(Requirement): Please return every line of the data below that contains the string "taiko".

Point placement data
BEGIN

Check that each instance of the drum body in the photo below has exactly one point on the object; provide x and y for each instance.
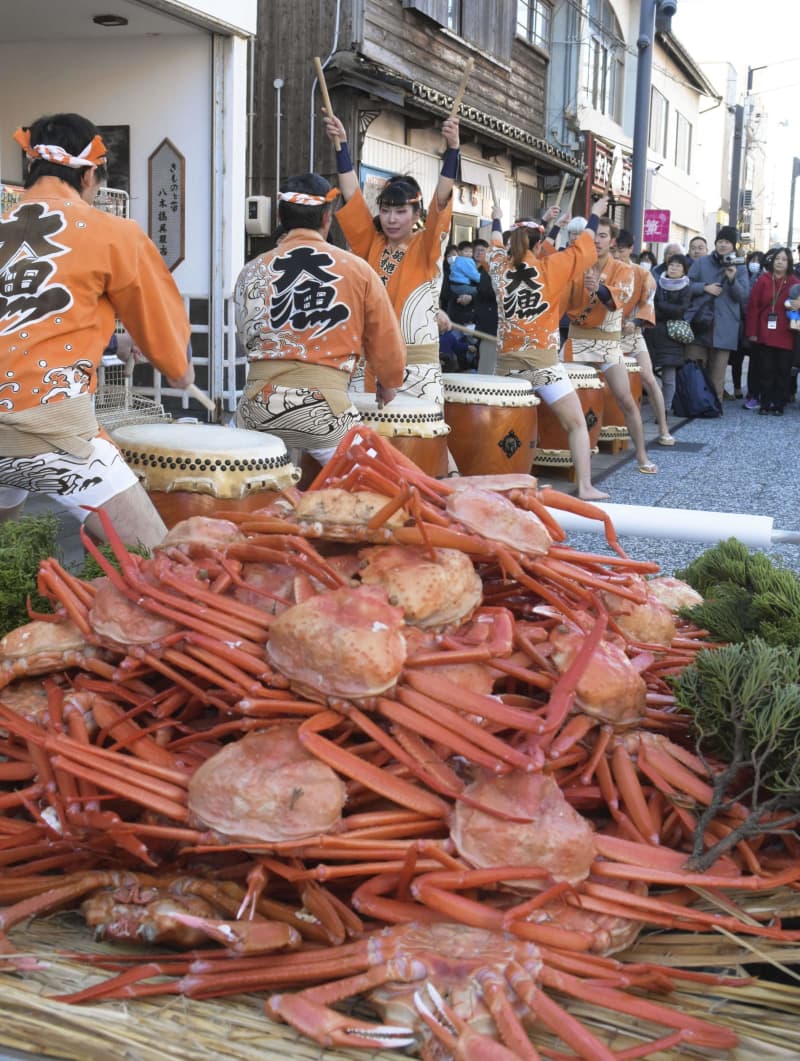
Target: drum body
(413, 425)
(613, 421)
(492, 422)
(201, 469)
(554, 446)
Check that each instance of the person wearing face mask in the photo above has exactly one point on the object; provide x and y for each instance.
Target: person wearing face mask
(767, 327)
(718, 296)
(407, 258)
(754, 263)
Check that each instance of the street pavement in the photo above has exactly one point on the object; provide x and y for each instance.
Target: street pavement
(741, 463)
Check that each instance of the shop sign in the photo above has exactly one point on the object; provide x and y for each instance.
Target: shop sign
(656, 226)
(167, 203)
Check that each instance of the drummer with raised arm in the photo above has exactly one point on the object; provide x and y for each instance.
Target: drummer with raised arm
(531, 291)
(67, 271)
(306, 311)
(405, 248)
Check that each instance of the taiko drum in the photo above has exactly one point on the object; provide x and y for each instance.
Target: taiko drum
(202, 469)
(613, 421)
(554, 445)
(492, 422)
(413, 425)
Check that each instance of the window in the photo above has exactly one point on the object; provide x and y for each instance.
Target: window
(682, 143)
(533, 21)
(659, 118)
(605, 72)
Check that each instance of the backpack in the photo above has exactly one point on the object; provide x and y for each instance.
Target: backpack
(694, 395)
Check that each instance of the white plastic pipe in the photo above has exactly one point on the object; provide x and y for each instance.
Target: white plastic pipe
(680, 524)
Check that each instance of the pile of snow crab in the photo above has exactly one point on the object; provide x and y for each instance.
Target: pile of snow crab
(389, 738)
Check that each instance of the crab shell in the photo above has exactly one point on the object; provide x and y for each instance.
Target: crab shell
(556, 838)
(41, 646)
(494, 517)
(673, 592)
(347, 643)
(610, 686)
(651, 623)
(120, 620)
(266, 788)
(433, 593)
(342, 511)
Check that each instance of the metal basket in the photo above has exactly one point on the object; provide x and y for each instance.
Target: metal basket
(116, 405)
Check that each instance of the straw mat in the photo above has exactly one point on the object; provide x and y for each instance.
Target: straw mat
(765, 1014)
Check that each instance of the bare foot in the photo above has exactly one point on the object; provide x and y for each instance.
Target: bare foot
(593, 494)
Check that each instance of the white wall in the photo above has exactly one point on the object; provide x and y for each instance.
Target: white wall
(159, 86)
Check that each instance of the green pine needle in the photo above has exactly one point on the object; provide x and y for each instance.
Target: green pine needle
(746, 595)
(23, 544)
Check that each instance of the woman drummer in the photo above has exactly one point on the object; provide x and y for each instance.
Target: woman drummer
(406, 257)
(529, 290)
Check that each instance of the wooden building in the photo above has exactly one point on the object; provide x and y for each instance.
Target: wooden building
(393, 68)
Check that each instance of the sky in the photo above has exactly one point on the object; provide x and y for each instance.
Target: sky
(755, 33)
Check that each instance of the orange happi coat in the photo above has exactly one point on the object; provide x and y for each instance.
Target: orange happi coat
(67, 271)
(413, 276)
(590, 312)
(310, 301)
(529, 298)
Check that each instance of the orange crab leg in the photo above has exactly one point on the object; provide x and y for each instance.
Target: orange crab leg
(630, 789)
(374, 778)
(442, 691)
(437, 723)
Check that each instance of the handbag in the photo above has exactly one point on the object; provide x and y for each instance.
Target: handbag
(680, 331)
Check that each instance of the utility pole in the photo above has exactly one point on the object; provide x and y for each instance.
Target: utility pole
(795, 175)
(738, 133)
(653, 15)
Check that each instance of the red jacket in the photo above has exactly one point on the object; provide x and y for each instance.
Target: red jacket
(767, 296)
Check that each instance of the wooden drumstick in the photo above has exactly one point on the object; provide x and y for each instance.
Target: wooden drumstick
(194, 392)
(326, 97)
(473, 331)
(462, 87)
(492, 189)
(561, 190)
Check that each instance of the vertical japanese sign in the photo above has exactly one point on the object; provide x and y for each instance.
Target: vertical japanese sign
(656, 226)
(167, 203)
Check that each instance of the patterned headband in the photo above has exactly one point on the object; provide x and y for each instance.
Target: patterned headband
(409, 202)
(93, 154)
(302, 199)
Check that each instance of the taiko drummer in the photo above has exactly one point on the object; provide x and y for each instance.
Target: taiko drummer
(406, 255)
(66, 272)
(531, 290)
(305, 312)
(596, 305)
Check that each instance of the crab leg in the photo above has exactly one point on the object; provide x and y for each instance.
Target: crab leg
(351, 766)
(461, 1040)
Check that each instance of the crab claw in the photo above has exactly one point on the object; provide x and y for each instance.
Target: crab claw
(243, 937)
(462, 1041)
(330, 1028)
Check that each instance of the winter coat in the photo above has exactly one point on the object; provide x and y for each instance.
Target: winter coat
(486, 306)
(670, 306)
(768, 296)
(728, 309)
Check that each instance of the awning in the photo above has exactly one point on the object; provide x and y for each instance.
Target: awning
(477, 173)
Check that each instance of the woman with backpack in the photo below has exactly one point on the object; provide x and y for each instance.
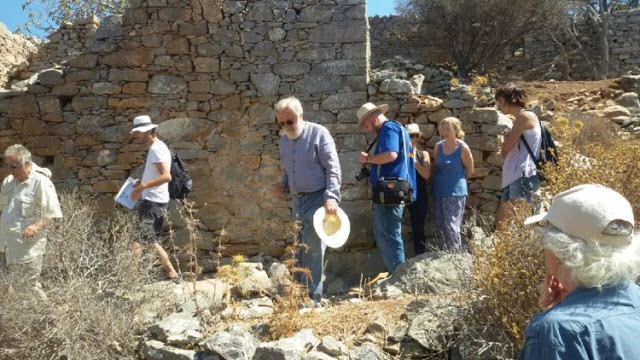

END

(Solution for this problem):
Check that each instance of the taiko drum in the photo above has exactly one point on the object; provide x and y for each instance.
Target: taiko drum
Check that each instance of the taiko drummer in the photo above has exactly one point on the object; provide x and y for each instance.
Target: taiko drummer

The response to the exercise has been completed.